The listing below contains a span that opens with the line containing "form: [798, 397]." and closes with the line containing "form: [492, 21].". Return that span exactly.

————————

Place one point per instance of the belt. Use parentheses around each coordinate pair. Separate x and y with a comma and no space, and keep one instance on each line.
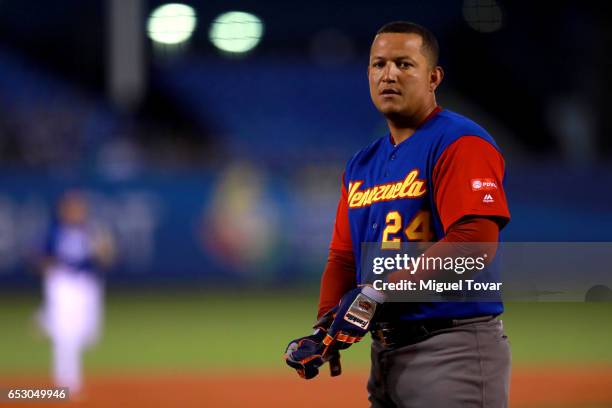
(402,333)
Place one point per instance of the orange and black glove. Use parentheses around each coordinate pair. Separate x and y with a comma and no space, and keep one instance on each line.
(305,354)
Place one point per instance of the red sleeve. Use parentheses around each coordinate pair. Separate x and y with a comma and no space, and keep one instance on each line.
(467,180)
(338,278)
(341,237)
(339,274)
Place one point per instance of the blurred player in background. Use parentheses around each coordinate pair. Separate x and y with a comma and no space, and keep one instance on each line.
(76,251)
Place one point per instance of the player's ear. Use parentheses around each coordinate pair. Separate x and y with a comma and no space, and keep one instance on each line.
(437,74)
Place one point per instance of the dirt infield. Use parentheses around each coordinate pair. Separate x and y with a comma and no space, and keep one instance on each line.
(531,388)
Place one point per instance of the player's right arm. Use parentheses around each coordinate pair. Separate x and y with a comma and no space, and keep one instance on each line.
(339,274)
(307,354)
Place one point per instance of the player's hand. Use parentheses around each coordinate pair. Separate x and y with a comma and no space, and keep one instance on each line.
(355,313)
(305,354)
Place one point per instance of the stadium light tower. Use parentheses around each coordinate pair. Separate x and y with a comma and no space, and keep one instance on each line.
(236,32)
(172,24)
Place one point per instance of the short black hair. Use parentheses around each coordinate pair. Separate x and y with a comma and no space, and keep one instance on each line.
(430,42)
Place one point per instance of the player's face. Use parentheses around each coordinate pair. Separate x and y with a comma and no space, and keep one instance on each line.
(402,80)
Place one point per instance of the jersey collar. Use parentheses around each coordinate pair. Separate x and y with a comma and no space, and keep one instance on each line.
(433,113)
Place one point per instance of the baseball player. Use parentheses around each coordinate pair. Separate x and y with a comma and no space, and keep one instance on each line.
(74,252)
(435,177)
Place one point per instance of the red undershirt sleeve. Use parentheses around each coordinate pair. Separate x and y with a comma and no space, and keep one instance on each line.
(468,180)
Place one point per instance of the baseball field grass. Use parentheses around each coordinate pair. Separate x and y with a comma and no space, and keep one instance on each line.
(214,338)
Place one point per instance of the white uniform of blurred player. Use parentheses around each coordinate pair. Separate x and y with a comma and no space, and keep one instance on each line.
(72,286)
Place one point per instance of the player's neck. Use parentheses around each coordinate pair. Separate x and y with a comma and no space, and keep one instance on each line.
(401,128)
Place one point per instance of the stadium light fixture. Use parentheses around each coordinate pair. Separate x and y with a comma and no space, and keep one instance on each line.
(172,23)
(236,32)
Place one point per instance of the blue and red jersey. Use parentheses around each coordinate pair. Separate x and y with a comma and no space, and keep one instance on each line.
(448,169)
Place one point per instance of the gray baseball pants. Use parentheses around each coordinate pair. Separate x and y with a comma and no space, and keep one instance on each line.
(466,366)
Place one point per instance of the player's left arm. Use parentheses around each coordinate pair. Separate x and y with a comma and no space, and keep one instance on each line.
(468,183)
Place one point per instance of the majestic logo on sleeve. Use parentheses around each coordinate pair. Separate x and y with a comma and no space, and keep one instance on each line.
(410,187)
(485,184)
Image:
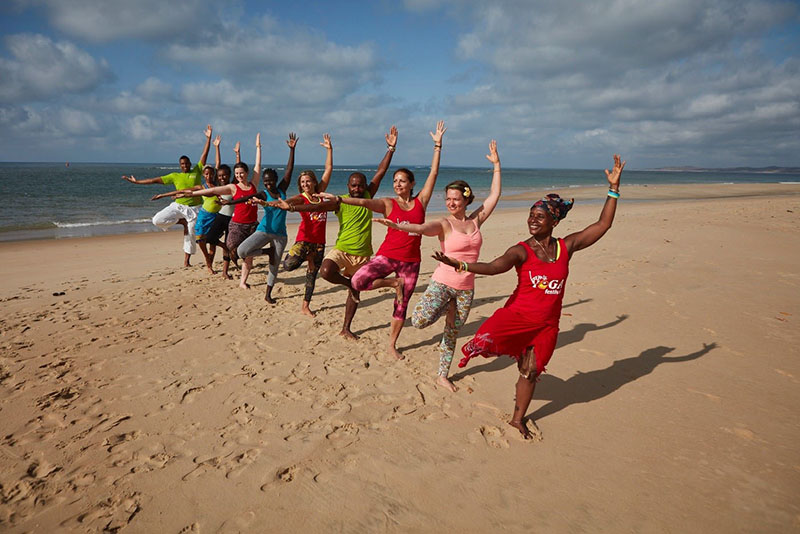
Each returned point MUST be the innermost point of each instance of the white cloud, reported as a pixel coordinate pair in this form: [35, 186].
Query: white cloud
[120, 19]
[40, 68]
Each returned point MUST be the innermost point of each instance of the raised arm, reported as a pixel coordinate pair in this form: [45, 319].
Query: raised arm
[217, 158]
[383, 166]
[326, 175]
[287, 176]
[589, 235]
[378, 205]
[427, 190]
[207, 146]
[483, 212]
[432, 228]
[513, 257]
[257, 167]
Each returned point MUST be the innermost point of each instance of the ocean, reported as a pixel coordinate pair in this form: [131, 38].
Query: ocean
[87, 199]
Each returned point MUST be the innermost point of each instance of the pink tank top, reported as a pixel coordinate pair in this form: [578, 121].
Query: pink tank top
[463, 247]
[540, 286]
[244, 213]
[400, 245]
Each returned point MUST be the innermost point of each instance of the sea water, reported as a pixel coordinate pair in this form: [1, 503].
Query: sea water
[53, 200]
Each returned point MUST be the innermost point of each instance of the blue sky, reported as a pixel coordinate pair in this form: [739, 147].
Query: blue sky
[558, 84]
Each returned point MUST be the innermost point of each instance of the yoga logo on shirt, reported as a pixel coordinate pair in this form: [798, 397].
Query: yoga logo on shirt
[550, 287]
[401, 223]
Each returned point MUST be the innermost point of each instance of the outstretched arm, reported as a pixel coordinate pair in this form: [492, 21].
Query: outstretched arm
[217, 159]
[326, 175]
[432, 228]
[132, 179]
[206, 147]
[287, 176]
[513, 257]
[378, 205]
[589, 235]
[257, 166]
[383, 166]
[483, 212]
[427, 190]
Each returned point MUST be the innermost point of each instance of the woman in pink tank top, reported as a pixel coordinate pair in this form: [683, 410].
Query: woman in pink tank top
[460, 238]
[400, 251]
[526, 328]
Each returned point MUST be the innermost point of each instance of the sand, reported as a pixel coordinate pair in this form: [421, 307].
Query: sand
[152, 398]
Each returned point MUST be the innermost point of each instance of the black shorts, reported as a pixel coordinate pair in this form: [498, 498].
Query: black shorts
[218, 227]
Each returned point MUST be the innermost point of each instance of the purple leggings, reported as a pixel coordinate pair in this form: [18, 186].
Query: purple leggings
[381, 267]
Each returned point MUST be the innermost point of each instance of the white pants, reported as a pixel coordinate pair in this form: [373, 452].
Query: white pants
[171, 215]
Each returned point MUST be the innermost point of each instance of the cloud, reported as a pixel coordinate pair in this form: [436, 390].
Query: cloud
[122, 19]
[40, 68]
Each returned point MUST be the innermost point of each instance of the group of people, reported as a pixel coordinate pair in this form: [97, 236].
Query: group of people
[209, 205]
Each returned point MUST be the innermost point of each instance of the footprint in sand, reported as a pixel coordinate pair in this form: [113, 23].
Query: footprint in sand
[494, 437]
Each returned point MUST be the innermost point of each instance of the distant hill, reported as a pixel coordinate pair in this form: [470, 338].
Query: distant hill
[748, 170]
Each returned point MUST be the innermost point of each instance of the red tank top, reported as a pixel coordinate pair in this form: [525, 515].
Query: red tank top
[540, 286]
[244, 213]
[400, 245]
[312, 227]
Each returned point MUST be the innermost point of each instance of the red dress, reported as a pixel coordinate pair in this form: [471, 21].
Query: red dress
[530, 316]
[400, 245]
[312, 226]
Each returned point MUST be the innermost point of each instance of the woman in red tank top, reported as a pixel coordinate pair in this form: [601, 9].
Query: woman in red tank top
[526, 328]
[400, 251]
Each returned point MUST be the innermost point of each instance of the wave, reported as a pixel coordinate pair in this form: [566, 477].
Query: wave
[99, 223]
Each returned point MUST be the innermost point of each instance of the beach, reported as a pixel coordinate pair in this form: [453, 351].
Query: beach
[139, 396]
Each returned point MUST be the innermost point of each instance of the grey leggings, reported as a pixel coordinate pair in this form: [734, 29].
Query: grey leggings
[254, 246]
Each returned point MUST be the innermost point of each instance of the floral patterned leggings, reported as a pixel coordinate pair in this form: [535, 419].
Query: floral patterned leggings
[433, 304]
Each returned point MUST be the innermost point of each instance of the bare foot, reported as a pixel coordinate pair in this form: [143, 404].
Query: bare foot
[443, 381]
[523, 429]
[347, 334]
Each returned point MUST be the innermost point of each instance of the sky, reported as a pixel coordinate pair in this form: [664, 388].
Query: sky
[712, 83]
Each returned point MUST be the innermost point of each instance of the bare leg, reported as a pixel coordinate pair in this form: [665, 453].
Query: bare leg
[526, 383]
[350, 307]
[397, 327]
[247, 264]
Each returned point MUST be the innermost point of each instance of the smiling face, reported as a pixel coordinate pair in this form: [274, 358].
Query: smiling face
[308, 184]
[357, 185]
[540, 223]
[403, 184]
[455, 202]
[185, 164]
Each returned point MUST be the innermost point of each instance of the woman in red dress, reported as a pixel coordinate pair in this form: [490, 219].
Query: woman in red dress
[526, 328]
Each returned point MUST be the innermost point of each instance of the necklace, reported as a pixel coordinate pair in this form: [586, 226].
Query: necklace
[549, 258]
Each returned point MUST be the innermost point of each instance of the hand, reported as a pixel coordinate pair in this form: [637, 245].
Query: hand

————————

Completed exercise ▸
Each returned point MUST be the innermost point of each instance of the yoga logo on shirt, reported as a pixel coordinate pair in this form: [798, 397].
Query: yoga logo on shirt
[550, 287]
[401, 223]
Each returned point MUST be the innermost point of each instance of the outstretched arm, reported as a pixel coordinate pair in this form: [492, 21].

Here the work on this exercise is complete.